─── Passage provided ───
As the emergence of real-time digital payments drives the increase in fraud volume and speed, transaction monitoring is critical to prevent fraudsters from exploiting the immediate nature of today’s payment systems to launder money, conceal activities and avoid detection.

What Is Transaction Monitoring in AML?

Transaction monitoring refers to the process of overseeing the swift transaction capabilities customers expect, like the ability to transfer, deposit and withdraw money, in order to ensure that they are protected. The process involves compiling and analyzing historical and current customer data, allowing organizations to identify suspicious behavior that could indicate money laundering or financial crime.

Many financial institutions use transaction monitoring software to automatically keep pace with transaction volume. Monitoring flagged accounts surpassing risk thresholds are then routed to risk and compliance teams to explore further, identify potential issues and prevent unwitting involvement in money laundering. 

The most state-of-the-art AML transaction monitoring systems combine technology, data and human insight. While machine learning analyzes hundreds of millions of data points, performing monotonous, repetitive tasks to detect patterns, the human mind can make decisions based on the patterns identified. When enhanced with proprietary data and consolidated in one place with an intuitive user interface, managing data and making decisions is significantly more efficient and effective, allowing for quicker responses to potential threats and a streamlined approach to compliance.

Why Is AML Transaction Monitoring Important?

top 3 reasons to use transaction monitoring

Transaction monitoring is one of the most effective tools in anti-money laundering programs because it plays a vital role in identifying and preventing potentially illicit activities such as terrorist financing, arms trading, human trafficking and corruption.

Any business at risk of facilitating money laundering must ensure it complies with the legal requirements imposed by authorities. Transaction monitoring in AML works to provide the following benefits:

  • Detection of suspicious activities: Transaction monitoring enables financial institutions to detect unusual or suspicious activities that could indicate money laundering, terrorist financing or other financial crimes. By analyzing transaction patterns and behaviors that deviate from a customer’s typical activity, institutions can identify potential risks and flag them for further investigation.
  • Compliance with regulatory requirements: Financial institutions are required by law to have robust AML programs; transaction monitoring is critical to these requirements. Failure to effectively monitor transactions can result in significant legal penalties, reputational damage and financial losses.
  • Prevention of financial crime: By identifying suspicious activities early, transaction monitoring allows institutions to take timely action to prevent potential money laundering or terrorist financing. This protects the institution and contributes to the broader fight against financial crime and the integrity of the greater economic system.
  • Risk management: Transaction monitoring helps financial institutions manage risks by providing insights into customer behavior and identifying areas of potential exposure. This information can inform risk management strategies and help institutions allocate resources more effectively.
  • Customer due diligence: Ongoing transaction monitoring is essential to customer due diligence. It ensures that institutions continuously understand their customers’ activities and can reassess the risk levels associated with different customers over time.
───
What is expected: Print the section of the AML transaction monitoring passage starting with "What Is Transaction" and going on through "in money laundering.". The listing after this passage comes from a separate source.
─── Data ───
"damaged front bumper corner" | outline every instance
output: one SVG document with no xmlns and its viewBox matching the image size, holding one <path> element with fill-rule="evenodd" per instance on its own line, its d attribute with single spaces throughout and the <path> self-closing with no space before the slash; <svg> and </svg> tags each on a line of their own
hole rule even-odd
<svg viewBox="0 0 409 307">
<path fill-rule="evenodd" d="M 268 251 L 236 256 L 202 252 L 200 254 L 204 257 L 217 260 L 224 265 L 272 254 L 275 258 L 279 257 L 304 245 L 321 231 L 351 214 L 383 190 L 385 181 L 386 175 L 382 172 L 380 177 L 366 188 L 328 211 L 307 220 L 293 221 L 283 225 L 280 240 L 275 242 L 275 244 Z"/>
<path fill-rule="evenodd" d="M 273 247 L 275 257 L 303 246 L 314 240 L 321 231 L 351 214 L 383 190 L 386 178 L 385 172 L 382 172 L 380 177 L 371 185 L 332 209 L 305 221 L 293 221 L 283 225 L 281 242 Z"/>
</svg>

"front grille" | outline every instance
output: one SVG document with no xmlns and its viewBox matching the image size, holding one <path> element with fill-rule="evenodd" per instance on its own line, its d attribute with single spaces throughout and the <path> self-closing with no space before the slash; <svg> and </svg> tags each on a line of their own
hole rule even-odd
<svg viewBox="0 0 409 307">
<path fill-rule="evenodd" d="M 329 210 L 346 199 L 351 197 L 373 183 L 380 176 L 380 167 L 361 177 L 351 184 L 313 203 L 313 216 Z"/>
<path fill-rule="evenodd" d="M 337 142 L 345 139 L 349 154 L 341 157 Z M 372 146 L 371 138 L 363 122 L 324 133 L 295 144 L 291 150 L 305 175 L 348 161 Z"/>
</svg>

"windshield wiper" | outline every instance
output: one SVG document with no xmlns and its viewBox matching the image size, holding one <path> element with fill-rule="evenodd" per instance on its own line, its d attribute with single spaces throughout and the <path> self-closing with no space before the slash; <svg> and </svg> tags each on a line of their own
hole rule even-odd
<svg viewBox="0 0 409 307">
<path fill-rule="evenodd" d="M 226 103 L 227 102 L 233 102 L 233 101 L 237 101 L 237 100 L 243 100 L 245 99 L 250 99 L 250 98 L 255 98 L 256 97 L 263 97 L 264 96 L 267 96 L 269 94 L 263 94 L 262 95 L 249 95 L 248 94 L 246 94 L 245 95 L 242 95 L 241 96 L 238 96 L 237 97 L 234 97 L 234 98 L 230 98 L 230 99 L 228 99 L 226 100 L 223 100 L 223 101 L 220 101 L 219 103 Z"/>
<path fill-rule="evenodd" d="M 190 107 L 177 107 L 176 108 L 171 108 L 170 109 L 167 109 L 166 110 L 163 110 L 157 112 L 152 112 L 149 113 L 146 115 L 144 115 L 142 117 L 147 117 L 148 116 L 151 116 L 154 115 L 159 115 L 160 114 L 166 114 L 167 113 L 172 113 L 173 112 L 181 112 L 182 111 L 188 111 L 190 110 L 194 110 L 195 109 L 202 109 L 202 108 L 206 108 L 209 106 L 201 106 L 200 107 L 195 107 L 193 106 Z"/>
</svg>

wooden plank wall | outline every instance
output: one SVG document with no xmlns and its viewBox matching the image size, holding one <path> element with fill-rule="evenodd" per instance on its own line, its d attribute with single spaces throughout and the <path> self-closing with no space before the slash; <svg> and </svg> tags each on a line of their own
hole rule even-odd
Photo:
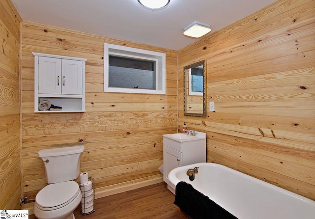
───
Result of this task:
What Is Transaction Monitoring in AML?

Transaction monitoring refers to the process of overseeing the swift transaction capabilities customers expect, like the ability to transfer, deposit and withdraw money, in order to ensure that they are protected. The process involves compiling and analyzing historical and current customer data, allowing organizations to identify suspicious behavior that could indicate money laundering or financial crime.

Many financial institutions use transaction monitoring software to automatically keep pace with transaction volume. Monitoring flagged accounts surpassing risk thresholds are then routed to risk and compliance teams to explore further, identify potential issues and prevent unwitting involvement in money laundering.